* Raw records
** BEGIN **

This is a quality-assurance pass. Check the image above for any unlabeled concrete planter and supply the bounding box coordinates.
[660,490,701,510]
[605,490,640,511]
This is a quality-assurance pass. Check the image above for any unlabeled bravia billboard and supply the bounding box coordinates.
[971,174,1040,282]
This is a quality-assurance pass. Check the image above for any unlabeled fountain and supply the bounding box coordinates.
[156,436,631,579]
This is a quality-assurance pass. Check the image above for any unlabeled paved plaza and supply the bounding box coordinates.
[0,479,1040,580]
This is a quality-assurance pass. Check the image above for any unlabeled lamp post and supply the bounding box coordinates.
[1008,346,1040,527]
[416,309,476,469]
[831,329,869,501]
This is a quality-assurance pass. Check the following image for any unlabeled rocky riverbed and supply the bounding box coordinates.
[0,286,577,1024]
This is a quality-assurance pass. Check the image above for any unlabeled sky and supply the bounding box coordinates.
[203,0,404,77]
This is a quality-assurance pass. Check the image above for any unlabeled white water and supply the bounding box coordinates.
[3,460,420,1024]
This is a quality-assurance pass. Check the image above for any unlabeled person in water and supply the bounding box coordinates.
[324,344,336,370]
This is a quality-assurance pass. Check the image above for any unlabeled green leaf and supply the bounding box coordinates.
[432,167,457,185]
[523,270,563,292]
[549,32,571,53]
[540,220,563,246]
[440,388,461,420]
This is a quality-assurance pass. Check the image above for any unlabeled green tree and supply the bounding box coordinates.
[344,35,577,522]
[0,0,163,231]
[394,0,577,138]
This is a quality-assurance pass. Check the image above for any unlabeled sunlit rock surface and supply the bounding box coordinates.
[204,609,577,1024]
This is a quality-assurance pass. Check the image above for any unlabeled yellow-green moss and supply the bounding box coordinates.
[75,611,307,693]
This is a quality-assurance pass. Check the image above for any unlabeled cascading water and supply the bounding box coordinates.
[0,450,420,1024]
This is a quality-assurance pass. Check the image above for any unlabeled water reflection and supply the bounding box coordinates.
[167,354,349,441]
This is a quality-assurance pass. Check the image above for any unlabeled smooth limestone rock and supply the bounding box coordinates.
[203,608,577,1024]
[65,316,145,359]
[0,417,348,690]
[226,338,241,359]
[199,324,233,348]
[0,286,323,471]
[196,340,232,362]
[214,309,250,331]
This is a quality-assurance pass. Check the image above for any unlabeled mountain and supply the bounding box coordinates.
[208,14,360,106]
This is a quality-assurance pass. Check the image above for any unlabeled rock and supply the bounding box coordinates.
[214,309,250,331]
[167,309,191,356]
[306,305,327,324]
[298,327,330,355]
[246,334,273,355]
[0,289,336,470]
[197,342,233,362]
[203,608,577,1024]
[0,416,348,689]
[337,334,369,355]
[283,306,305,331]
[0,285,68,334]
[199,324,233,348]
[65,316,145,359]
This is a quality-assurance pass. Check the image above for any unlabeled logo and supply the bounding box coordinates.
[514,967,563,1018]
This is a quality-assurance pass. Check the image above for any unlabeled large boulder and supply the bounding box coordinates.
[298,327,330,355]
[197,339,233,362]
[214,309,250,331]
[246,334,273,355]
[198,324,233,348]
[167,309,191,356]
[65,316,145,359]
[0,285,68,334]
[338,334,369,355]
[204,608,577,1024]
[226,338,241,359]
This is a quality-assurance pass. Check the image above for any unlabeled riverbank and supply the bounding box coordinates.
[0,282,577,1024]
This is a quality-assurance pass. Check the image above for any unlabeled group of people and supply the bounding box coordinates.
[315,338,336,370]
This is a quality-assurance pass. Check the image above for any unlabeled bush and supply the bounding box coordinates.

** END **

* Description of the task
Reproduce every one of the rows above word for word, changing nothing.

* Worked answer
This is a quality-assurance pass. Check the image above for any unlabeled concrete planter and supply the bounding box coordinates.
[660,490,701,510]
[605,490,640,511]
This is a quality-assurance pass. Check the image above for any unlabeled bravia billboard and supply the bounding box coordinates.
[971,174,1040,282]
This is a quality-assurance pass. Check the image above for any unlabeled fountain and supply the bounding box coordinates.
[156,436,631,579]
This is a quality-assurance pass. Check the image above for any unlabeled paved plaza and supply the bounding box coordinates.
[0,479,1040,580]
This is a quality-assurance pass. Check the image above for any unlabeled lamp post and supply the bounding box coordinates.
[1008,346,1040,527]
[416,309,476,469]
[831,329,869,501]
This is a quality-assurance pass. Check the following image for any unlabeled rocky riverbed and supply the bounding box coordinates.
[0,286,577,1024]
This is a quality-assurance pass. Check the image above for any unlabeled sky and supply the bounding box coordinates.
[203,0,404,77]
This is a quality-assurance pass. Check the image above for any unlabeled white water and supply the bounding box coordinates.
[3,460,420,1024]
This is a quality-assurance pass. Check the image above for any unlabeled person in water and supply the bounding box coordinates.
[324,344,336,370]
This is a quality-assurance pass. Check the image above for any unlabeled green leaf and supply the bounding box coordinates.
[432,167,457,185]
[523,270,563,292]
[549,32,571,53]
[540,220,563,246]
[440,388,461,420]
This is a quality-assurance pass. Check the image above for any unlabeled green tree and supply the bounding box coordinates.
[344,35,577,522]
[0,0,163,231]
[394,0,577,138]
This is a quality-assurance pass. Check the image above for any unlabeled sunlit rock surface and supply the bounding box coordinates.
[204,609,577,1024]
This is a quality-assurance pass. Check the image above for any unlabeled yellow-green moss and supply the bounding box coordinates.
[75,611,307,693]
This is a quality-assurance pass. Check the image above for any unlabeled cascading water and supply the bounding box coordinates.
[0,450,420,1024]
This is a quality-assurance pass. Check the image above for any unlabeled water reflection and supply the bounding box coordinates.
[167,354,349,441]
This is a quality-assurance pass. Check the image above for any unlabeled smooth limestone rock and supply the bounding box coordinates.
[203,608,577,1024]
[65,316,145,359]
[0,417,348,690]
[226,338,241,359]
[199,324,233,348]
[0,286,323,471]
[196,340,232,362]
[214,309,250,331]
This is a quality-assurance pass. Check the image above for any unlabeled mountain and supply the bounding box coordinates.
[208,14,360,106]
This is a quality-assurance pass. Check the image above for any unlabeled rock and supply the bounding box coordinates.
[214,309,250,331]
[167,309,191,356]
[306,305,327,324]
[298,327,330,355]
[246,334,273,355]
[0,289,336,470]
[197,342,233,362]
[203,608,577,1024]
[0,416,348,689]
[337,334,369,355]
[283,306,305,331]
[0,285,68,334]
[199,324,233,348]
[65,316,145,359]
This is a quality-assurance pass. Check the image above for any unlabeled logo and supply the bounding box coordinates.
[514,967,563,1018]
This is a quality-assurance pass. Check the image above for any unlabeled large boulder and supply the bounding box coordinates.
[298,327,330,355]
[197,339,233,362]
[214,309,250,331]
[246,334,273,355]
[198,324,233,348]
[167,309,191,356]
[65,316,145,359]
[0,285,68,334]
[338,334,369,355]
[204,608,577,1024]
[226,338,241,359]
This is a quality-assurance pass. Check the image above for any unlabeled riverbank and supply the bounding box coordinates.
[0,282,577,1024]
This is a quality-assurance pass. Check the image above for any unlabeled group of people and supply the bounding box coordinates.
[315,338,336,370]
This is a quality-assurance pass. Check the image above for any unlabeled bush and supply the bounding box coordinates.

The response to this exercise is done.